■ ISTRUZIONI E REQUISITI
Puoi proseguire il testo sulla ripresa economica degli Stati Uniti, ripartendo subito dopo la sua ultima frase?

■ DOCUMENTO DI ORIGINE
------------------------------

Come ha detto Ben Bernanke, presidente della Federal Reserve, gli Stati Uniti sono «quasi sicuramente» fuori dalla recessione. Il dato di agosto sui consumi americani è incoraggiante, così come i dati sulla riduzione delle scorte e sulla ripresa della produzione industriale e del mercato del credito edilizio. Ancor prima di quanto molti prevedevano anche solo sei mesi fa, sembra che le maggiori economie, gli Usa in testa, si stiano riprendendo; le iperboli terrificanti sulla crisi del 1929 e sulla fine del capitalismo anglosassone sono per fortuna un ricordo che, anche se vicino nel tempo, sembra già un po' "passé".
Ma la ripresa, anche se c'e, potrebbe essere debole debole e rimangono scogli sul tragitto della ripresa. Quali?

Il deficit pubblico americano. Dalle politiche di rientro dipenderà la solidità della ripresa. Barack Obama sbaglia a spingere una riforma della sanità che affosserebbe ancor di più la finanza pubblica americana, contribuendo in modo determinante a far proseguire nel tempo quegli squilibri di bilance commerciali che hanno preceduto la crisi.
Il presidente dovrebbe adottare una riforma più realistica che aiuti con sussidi specifici quella parte di americani non assicurata e che non si può permettere i prezzi di mercato delle assicurazioni private. Senza la riforma sanitaria di Obama si parla già di deficit per 10-15 anni negli Stati Uniti a livelli di 2-3% di Pil. Con la riforma si arriverebbe a livelli vicini al 7% secondo calcoli bipartisan. Tutte previsioni alquanto aleatorie, vista l'inevitabile incertezza, ma gli ordini di grandezza sono preoccupanti. Un aumento delle imposte in Usa è pressoché certo, ma un eccesso in questa direzione non farebbe che ostacolare la ripresa. Spostare domanda dal pubblico al privato è necessario per sostenere la ripresa americana in modo duraturo. Purtroppo il più recente discorso di Obama sulla riforma sanitaria e le proposte dei democratici nel Congresso non fanno ben sperare.

------------------------------

■ DATI FORNITI
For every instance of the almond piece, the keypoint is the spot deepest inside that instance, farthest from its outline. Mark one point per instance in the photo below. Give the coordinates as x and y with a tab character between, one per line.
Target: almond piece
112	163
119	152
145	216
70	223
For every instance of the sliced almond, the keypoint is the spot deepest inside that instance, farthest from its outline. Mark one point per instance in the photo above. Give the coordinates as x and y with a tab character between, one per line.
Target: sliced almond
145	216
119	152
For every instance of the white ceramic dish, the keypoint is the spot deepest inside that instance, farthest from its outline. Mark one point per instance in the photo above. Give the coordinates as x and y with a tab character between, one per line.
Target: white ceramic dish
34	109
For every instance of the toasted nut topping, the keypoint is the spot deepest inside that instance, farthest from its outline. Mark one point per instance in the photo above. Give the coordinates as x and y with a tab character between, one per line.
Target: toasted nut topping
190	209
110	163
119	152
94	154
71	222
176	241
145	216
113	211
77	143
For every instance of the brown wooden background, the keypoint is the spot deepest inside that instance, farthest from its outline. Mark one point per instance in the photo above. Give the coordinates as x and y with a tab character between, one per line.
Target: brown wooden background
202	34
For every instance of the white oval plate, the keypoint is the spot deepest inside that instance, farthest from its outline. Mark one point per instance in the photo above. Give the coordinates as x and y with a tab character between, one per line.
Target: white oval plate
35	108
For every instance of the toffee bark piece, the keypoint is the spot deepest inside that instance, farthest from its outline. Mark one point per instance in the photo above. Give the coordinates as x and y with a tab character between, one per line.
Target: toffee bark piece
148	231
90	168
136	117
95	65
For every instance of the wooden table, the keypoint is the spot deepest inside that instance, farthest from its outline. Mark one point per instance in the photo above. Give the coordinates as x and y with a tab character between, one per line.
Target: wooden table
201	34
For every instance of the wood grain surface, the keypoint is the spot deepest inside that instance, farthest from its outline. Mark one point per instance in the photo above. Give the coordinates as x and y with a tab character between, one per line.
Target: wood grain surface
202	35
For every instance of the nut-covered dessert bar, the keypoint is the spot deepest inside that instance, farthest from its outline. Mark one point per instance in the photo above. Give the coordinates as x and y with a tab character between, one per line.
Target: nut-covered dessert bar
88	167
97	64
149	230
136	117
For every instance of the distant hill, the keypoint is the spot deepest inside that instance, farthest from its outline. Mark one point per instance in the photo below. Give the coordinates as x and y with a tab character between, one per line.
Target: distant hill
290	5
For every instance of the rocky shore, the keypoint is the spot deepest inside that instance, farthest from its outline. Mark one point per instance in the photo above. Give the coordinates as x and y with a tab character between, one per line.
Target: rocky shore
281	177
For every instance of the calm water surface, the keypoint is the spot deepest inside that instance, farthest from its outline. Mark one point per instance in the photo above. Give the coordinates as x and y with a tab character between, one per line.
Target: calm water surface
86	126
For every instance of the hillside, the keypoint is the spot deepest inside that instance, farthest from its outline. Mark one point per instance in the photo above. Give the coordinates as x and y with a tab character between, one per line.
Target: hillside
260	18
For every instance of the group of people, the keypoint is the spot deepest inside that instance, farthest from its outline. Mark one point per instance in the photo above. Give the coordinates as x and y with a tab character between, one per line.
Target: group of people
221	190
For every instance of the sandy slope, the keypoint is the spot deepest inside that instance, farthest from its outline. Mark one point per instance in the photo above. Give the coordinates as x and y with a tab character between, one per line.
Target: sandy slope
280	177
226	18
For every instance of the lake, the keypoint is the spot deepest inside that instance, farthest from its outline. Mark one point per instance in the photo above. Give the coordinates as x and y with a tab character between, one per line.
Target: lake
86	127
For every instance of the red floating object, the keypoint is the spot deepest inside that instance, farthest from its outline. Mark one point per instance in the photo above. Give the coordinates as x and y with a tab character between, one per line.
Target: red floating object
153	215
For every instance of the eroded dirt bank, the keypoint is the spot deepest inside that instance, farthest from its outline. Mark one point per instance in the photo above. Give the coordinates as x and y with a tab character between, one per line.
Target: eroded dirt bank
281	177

------------------------------

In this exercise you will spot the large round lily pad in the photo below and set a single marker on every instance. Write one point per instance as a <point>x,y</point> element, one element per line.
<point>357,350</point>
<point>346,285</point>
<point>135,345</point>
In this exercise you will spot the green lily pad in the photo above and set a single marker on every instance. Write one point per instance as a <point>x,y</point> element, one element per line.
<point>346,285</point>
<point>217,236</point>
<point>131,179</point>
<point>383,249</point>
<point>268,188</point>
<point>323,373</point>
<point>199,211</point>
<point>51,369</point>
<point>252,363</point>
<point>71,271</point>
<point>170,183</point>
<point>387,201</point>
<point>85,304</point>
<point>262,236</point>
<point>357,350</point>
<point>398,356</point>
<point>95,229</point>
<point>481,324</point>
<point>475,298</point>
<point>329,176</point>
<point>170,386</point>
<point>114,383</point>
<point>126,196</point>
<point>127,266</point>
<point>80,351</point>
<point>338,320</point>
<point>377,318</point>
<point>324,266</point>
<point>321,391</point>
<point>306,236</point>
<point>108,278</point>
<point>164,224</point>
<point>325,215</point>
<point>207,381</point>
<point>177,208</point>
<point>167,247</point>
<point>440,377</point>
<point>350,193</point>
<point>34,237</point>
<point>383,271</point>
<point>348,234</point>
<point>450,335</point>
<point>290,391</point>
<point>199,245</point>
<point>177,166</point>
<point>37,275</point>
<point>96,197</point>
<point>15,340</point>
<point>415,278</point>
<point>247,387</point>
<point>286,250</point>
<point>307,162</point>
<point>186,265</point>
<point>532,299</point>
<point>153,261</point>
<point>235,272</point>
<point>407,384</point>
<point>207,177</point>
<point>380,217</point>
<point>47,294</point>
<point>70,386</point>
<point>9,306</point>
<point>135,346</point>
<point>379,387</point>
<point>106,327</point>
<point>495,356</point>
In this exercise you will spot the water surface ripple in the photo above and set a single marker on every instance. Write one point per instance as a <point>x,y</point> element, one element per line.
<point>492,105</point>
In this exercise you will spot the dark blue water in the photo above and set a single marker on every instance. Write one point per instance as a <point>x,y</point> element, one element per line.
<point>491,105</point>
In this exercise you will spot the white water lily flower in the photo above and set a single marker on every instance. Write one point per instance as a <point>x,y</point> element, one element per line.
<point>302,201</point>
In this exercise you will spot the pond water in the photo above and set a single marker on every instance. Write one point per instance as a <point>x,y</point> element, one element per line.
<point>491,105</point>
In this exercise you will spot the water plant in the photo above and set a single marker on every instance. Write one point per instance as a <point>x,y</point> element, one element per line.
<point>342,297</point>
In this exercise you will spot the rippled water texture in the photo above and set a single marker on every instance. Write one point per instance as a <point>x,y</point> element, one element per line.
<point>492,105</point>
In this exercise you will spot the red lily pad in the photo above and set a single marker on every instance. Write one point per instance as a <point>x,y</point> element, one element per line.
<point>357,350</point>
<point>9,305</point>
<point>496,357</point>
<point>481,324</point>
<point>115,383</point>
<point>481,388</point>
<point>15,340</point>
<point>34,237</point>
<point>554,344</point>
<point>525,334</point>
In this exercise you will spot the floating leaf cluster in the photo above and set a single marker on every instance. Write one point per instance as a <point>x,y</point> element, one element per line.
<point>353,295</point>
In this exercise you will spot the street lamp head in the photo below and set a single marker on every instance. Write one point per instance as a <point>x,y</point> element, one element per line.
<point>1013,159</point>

------------------------------

■ LA RISPOSTA
I consumi asiatici. La ripresa degli Usa e quindi del resto del mondo sarebbe aiutata da un aumento delle esportazioni, quindi da una riduzione del deficit commerciale che si riflette nel surplus dei paesi asiatici, soprattutto la Cina. A Pechino va chiesto di sostenere la propria domanda aggregata domestica. I cinesi risparmiano molto anche perché hanno un sistema di sicurezza sociale pressoché inesistente. Se il loro governo li assicurasse di più, i cinesi spenderebbero di più in beni di consumo. Ai cinesi va anche chiesto di non ostacolare i movimenti dei tassi di cambio per evitare apprezzamenti della loro moneta contro il dollaro. Tutto ciò favorirebbe un riequilibrio di domanda aggregata fra Cina e Usa.

L'inflazione. I dati più recenti continuano a non destare allarmi, ma non è mai troppo presto per preoccuparsene, scriveva il Financial Times qualche giorno fa, vista l'enorme liquidità immessa nel sistema dalle banche centrali, che ovviamente potranno ritirarla. Ma quale sarà l'effetto sui tassi di interesse? Questi ultimi non potranno che salire nei prossimi mesi.

Il protezionismo. Per fortuna, durante la fase più acuta della crisi non vi sono state guerre tariffarie come quelle che contribuirono a rendere il crack del '29 una catastrofe per l'economia reale. Ma altre forme di "individualismo" di vari stati si sono viste, con la protezione di industrie domestiche (sia finanziarie che non) a scapito di altri paesi. Anche i paesi europei non hanno certo proceduto all'unisono nella risposta alla crisi finanziaria e le istituzioni Ue sono rimaste nell'ombra. Come sempre la retorica europeista si è sgretolata subito nei momenti difficili. Questa settimana gli Usa hanno introdotto una tariffa sugli pneumatici prodotti in Cina, una mossa da condannare con tutte le penali possibili. Speriamo che rimanga un fatto isolato, ma non bisogna mai abbassare la guardia. Da una scintilla anche piccola può nascere un incendio poi difficile da spegnere.

I disoccupati europei. La disoccupazione reagisce dopo la ripresa del Pil, quando le scorte accumulate si riducono a sufficienza. È assai probabile quindi che in Europa continui a crescere nei prossimi mesi. Ma la preoccupazione non è solo questa, ma anche e soprattutto che dopo le recessioni degli anni 70, che alzarono la disoccupazione ai livelli odierni e oltre, quest'ultima rimase alta per più di un decennio. Perché ciò non avvenga le riforme dei mercati del lavoro devono proseguire nella direzione di evitare dicotomie estreme tra contratti a termine e illicenziabilità. Altrimenti rischiamo che la ripresa dell'occupazione avvenga soprattutto con contratti atipici, cioè quelli più flessibili per le imprese.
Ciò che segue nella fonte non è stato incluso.